▶ WHAT YOU NEED TO DO
1) Translate into Spanish this sentence from the excerpt on the US debt standoff: "Obama warned that a first default in US history would directly affect the lives of ordinary Americans, because the government would not be able to pay bills that include monthly Social Security checks, veterans' benefits, and government contracts with thousands of businesses."
2) Answer these questions using the excerpt on the US debt standoff:
(a) By how much did the appeal for compromise seek to reduce the deficit?
(b) What is the deadline for raising US borrowing authority?
(c) What did the stalemate push to a record high?
3) Carry on the excerpt on the US debt standoff with a few more sentences that follow from its final one.

▶ EXCERPT TO READ
______________________________

He appealed for compromise to reduce the deficit by $4 trillion and share the burden of cuts evenly across society as the clock ticked toward an Aug. 2 deadline to raise US borrowing authority so the nation can pay its bills.

The deadlock over dueling and divergent debt plans presented by Democratic and Republican leaders, highlighting the ideological gulf in the divided Congress, has raised the risk of a credit ratings downgrade and national default.

The stalemate is rattling investors worldwide, sending stocks and the dollar down and pushing gold to a record high, but falling far short of the panicky sell-off some politicians in Washington had feared after weekend talks broke down.

Obama warned that a first default in US history would directly affect the lives of ordinary Americans, because the government would not be able to pay bills that include monthly Social Security checks, veterans' benefits, and government contracts with thousands of businesses.

______________________________

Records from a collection
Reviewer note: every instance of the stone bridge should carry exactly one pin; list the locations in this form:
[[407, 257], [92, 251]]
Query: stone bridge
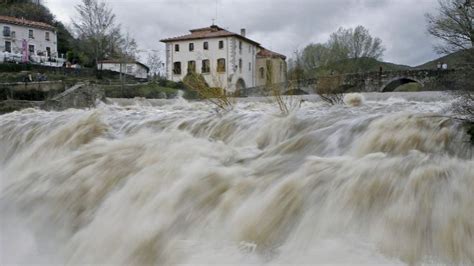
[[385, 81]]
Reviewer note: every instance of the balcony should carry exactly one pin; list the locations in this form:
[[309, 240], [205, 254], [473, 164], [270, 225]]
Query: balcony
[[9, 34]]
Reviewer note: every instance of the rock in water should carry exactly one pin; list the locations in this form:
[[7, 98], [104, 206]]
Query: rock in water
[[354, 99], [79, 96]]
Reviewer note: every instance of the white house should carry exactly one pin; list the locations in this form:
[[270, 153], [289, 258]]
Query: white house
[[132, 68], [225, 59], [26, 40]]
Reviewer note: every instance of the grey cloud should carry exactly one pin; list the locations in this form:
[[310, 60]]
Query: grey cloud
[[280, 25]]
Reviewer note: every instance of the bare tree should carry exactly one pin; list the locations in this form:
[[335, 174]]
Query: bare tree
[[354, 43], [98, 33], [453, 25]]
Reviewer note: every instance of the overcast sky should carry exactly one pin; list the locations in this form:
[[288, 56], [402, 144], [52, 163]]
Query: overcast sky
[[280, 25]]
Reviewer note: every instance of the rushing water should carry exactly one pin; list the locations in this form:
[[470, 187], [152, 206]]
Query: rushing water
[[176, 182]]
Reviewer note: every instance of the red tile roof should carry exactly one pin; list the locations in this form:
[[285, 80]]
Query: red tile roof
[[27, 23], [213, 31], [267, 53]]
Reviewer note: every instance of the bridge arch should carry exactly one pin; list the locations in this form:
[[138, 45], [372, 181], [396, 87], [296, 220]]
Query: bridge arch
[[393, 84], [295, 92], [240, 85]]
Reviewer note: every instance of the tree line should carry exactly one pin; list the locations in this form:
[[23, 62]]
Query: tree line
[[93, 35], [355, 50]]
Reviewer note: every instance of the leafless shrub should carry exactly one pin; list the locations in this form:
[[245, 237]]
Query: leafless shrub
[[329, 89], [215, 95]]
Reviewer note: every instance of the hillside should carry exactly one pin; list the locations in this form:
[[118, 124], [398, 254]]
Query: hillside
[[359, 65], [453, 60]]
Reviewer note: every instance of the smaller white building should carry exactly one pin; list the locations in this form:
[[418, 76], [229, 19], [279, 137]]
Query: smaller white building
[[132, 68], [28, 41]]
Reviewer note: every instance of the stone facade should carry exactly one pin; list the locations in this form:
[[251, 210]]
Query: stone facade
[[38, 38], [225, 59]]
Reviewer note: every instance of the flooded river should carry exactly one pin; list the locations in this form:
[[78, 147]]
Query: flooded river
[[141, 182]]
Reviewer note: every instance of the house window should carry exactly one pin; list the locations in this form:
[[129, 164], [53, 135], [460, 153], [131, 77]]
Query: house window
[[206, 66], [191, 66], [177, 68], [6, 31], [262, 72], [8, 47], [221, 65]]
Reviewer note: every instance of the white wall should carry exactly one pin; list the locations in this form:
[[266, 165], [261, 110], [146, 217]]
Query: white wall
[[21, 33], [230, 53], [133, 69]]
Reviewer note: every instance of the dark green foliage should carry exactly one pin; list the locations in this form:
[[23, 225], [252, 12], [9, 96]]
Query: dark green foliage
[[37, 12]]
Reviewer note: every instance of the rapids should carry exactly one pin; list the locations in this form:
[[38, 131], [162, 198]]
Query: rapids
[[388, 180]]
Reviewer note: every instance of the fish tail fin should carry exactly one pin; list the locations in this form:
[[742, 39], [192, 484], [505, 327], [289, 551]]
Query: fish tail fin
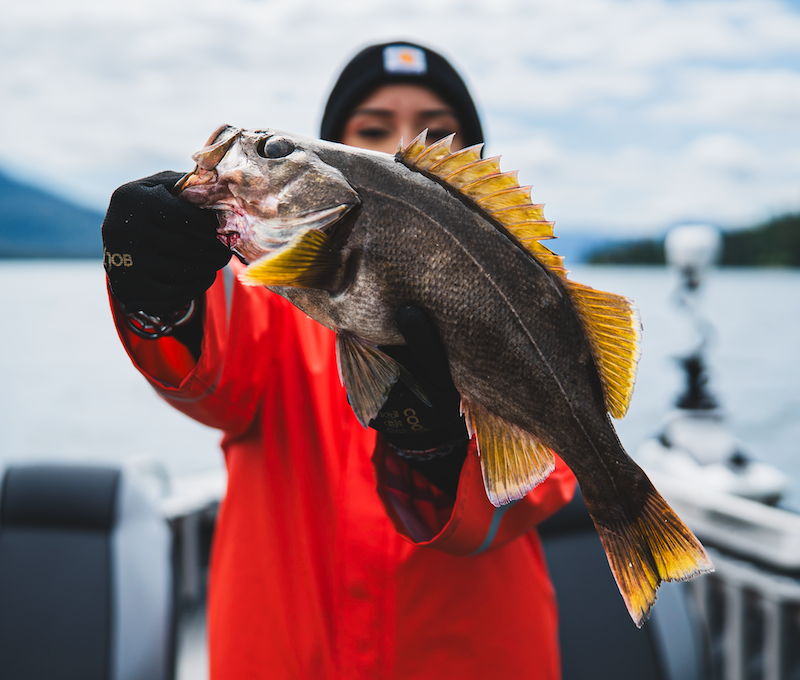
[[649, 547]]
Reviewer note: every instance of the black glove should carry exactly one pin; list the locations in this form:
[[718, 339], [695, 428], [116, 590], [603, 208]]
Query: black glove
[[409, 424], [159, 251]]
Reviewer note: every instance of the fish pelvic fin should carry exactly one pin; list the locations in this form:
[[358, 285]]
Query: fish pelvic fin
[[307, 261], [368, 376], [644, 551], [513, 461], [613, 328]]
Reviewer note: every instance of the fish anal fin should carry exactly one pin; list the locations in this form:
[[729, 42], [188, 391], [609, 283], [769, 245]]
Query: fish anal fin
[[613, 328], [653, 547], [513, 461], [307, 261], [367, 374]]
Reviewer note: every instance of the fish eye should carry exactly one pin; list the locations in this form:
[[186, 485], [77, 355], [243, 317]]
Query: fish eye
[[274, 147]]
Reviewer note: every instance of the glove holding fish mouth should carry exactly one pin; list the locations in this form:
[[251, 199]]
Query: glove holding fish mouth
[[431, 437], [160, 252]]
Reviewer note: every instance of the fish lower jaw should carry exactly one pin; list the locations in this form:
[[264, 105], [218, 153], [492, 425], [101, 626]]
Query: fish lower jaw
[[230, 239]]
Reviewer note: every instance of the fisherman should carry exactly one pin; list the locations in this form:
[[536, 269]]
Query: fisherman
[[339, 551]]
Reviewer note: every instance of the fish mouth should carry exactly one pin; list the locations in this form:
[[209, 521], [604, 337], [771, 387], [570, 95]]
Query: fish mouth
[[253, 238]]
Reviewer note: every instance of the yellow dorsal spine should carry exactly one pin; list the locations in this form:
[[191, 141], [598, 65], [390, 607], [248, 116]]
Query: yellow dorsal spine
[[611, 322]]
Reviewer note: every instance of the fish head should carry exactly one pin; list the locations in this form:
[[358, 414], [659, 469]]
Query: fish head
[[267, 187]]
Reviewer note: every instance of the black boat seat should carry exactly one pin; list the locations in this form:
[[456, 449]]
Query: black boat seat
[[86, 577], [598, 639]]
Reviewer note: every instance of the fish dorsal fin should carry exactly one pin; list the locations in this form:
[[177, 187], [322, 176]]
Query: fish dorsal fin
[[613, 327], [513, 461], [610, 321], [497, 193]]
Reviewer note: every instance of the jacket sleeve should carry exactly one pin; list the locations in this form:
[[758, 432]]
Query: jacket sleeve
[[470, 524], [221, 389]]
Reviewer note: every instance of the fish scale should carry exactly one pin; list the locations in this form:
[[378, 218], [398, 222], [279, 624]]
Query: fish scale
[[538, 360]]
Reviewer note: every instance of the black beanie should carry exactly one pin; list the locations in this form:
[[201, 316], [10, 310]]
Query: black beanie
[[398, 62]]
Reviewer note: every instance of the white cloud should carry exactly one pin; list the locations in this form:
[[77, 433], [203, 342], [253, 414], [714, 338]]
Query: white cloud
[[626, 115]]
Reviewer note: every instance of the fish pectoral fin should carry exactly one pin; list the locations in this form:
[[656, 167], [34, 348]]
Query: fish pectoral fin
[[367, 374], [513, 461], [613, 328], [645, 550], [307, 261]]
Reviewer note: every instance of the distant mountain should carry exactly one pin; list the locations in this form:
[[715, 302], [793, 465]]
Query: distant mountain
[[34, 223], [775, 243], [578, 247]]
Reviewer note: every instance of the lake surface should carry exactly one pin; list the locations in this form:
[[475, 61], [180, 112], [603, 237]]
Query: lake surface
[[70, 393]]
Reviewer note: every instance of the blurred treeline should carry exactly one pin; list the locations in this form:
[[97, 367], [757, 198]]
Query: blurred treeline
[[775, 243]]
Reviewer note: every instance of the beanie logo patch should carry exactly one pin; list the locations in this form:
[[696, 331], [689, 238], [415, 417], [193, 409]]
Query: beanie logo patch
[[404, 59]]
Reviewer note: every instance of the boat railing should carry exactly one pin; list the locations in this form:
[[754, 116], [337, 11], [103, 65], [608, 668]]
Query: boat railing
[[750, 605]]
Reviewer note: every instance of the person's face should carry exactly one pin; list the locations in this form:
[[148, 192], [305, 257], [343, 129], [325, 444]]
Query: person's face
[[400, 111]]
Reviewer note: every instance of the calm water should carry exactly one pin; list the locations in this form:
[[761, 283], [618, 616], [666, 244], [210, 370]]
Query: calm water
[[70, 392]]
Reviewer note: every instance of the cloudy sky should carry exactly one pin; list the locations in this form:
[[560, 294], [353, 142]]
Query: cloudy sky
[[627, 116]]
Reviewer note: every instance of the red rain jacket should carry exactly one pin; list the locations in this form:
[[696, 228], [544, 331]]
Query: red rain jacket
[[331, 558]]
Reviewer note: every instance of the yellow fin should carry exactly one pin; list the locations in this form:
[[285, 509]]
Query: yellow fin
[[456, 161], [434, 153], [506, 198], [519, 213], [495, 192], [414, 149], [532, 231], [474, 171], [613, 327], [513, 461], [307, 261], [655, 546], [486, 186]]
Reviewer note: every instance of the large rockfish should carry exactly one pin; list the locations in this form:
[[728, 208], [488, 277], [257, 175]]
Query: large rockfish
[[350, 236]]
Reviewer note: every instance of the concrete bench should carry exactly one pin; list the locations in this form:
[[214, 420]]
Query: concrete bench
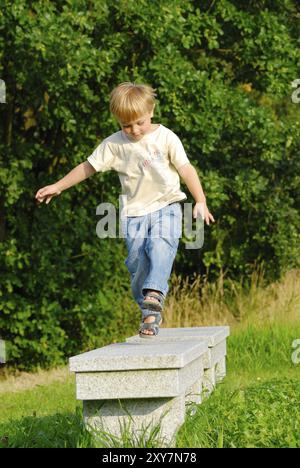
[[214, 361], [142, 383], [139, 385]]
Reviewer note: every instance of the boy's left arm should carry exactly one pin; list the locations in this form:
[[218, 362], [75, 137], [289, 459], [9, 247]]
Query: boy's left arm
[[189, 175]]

______________________________

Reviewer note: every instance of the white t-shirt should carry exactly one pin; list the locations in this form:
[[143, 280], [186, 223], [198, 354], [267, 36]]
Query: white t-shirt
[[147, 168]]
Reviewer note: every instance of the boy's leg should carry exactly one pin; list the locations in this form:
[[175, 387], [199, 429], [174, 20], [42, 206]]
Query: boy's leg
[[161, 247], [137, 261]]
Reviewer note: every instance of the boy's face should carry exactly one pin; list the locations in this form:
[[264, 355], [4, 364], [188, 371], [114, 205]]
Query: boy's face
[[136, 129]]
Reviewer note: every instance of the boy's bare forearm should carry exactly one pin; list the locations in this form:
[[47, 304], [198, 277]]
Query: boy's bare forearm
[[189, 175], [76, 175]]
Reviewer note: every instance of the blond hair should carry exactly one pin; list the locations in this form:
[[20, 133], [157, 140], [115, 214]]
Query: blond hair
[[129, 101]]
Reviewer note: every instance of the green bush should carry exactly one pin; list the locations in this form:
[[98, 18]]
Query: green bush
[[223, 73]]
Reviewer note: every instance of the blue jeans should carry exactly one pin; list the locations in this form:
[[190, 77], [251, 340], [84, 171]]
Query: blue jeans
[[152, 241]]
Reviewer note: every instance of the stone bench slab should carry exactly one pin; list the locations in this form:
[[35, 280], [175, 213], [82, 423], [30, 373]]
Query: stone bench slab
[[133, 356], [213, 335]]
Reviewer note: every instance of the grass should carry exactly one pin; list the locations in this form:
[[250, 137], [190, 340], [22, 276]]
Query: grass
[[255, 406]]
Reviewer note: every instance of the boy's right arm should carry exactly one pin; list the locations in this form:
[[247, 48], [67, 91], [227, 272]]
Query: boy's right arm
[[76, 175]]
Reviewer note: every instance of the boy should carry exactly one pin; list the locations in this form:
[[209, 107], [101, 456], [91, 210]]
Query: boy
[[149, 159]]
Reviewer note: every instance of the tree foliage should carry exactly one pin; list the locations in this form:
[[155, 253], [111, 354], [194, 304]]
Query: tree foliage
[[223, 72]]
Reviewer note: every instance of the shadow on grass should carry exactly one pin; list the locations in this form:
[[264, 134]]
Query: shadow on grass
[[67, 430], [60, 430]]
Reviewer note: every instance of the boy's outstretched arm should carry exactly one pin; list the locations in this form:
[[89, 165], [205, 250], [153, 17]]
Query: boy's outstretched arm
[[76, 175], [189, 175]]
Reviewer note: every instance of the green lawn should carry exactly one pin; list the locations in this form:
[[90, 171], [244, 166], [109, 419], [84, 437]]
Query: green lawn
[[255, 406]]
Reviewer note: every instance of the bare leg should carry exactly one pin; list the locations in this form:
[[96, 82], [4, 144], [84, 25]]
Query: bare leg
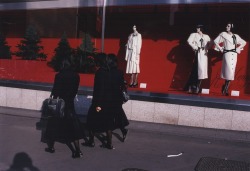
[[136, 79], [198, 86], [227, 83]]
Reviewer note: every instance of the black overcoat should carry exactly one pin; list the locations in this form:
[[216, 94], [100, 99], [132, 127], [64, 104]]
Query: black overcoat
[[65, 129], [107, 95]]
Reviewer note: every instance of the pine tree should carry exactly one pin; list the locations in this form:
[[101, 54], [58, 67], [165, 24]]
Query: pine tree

______________________________

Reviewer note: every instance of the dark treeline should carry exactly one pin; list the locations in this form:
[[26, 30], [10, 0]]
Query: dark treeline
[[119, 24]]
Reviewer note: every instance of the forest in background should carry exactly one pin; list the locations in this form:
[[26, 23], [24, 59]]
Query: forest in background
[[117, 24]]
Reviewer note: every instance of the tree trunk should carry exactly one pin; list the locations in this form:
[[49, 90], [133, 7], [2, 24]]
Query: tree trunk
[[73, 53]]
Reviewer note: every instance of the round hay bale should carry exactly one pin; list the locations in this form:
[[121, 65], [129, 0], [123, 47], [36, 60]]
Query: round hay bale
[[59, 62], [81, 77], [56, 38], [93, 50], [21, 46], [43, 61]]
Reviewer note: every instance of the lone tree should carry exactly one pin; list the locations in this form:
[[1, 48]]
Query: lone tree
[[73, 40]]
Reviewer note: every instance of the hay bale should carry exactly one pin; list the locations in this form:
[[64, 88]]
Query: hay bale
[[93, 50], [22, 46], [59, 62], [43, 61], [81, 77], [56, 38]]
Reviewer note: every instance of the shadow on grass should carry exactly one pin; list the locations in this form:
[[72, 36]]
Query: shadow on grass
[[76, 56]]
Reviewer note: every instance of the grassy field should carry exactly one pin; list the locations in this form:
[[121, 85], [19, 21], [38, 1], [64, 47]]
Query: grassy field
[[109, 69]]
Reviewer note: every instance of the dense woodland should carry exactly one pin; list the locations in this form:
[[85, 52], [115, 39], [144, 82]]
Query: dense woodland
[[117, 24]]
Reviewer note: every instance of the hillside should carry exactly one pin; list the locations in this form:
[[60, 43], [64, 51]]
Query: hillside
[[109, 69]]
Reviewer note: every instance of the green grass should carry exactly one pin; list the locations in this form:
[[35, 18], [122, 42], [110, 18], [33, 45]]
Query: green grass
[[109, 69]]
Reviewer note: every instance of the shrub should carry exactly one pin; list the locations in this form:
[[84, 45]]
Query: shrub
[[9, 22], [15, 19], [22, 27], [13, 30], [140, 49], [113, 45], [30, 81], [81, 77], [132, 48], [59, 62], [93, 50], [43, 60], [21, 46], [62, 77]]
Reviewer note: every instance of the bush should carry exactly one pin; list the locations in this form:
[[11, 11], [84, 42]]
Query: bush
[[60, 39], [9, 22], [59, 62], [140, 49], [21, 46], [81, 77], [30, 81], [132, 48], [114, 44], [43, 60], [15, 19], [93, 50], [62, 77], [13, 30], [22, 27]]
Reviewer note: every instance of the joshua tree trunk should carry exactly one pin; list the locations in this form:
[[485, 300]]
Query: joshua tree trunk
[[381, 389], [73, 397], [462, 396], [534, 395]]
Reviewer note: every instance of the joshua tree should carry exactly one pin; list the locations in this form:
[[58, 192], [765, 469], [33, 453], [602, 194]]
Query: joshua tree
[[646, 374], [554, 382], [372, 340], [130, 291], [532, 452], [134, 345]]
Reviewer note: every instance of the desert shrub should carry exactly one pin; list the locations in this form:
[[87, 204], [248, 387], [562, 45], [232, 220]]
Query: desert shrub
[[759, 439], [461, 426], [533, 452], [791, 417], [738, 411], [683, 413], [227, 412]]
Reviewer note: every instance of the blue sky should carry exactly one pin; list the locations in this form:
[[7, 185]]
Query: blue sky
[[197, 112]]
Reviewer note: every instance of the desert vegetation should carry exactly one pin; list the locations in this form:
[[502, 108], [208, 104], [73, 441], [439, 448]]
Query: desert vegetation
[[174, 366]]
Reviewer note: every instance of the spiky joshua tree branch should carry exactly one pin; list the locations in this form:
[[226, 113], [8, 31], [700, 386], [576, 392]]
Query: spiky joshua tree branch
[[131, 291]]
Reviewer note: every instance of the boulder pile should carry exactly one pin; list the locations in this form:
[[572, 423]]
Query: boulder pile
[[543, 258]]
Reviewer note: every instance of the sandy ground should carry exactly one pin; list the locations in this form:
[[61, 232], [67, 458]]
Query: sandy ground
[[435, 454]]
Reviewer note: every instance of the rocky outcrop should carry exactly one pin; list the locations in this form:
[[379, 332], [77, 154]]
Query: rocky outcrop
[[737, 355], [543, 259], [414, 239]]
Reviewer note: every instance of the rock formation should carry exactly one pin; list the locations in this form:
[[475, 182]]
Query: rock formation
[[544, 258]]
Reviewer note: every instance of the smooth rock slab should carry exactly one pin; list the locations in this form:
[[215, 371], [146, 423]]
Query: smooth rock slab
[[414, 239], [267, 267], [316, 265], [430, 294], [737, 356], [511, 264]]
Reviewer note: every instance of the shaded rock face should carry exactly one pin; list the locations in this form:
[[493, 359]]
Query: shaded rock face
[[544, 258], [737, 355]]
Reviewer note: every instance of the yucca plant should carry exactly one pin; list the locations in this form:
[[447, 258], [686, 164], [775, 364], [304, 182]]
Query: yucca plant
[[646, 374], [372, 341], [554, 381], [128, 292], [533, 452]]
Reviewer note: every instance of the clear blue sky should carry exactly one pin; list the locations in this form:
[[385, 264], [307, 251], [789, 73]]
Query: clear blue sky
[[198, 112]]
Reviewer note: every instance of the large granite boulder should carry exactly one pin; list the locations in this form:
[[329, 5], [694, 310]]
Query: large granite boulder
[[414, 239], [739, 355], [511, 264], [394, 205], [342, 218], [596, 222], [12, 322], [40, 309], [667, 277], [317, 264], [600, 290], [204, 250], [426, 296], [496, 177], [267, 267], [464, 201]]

______________________________

▶ ANSWER LIST
1) Obama advirtió que un primer impago en la historia de Estados Unidos afectaría directamente la vida de los estadounidenses comunes, porque el gobierno no podría pagar facturas que incluyen los cheques mensuales del Seguro Social, las prestaciones para veteranos y los contratos gubernamentales con miles de empresas.

2)
(a) By $4 trillion.
(b) Aug. 2.
(c) Gold.

3)
"I have told leaders of both parties that they must come up with a fair compromise in the next few days that can pass both houses of Congress - a compromise I can sign," he said.

"The American people may have voted for divided government, but they didn't vote for a dysfunctional government," added Obama.

He chastised some Republicans for insisting on a "cuts-only" approach and opposing White House calls for the country's wealthiest companies and individuals to give up tax breaks.

In his response, the top Republican in Congress, House Speaker John Boehner, reiterated his party's objection to the plan proposed by Obama.

"The sad truth is that the president wanted a blank check six months ago and he wants a blank check today. That is just not going to happen," Boehner said.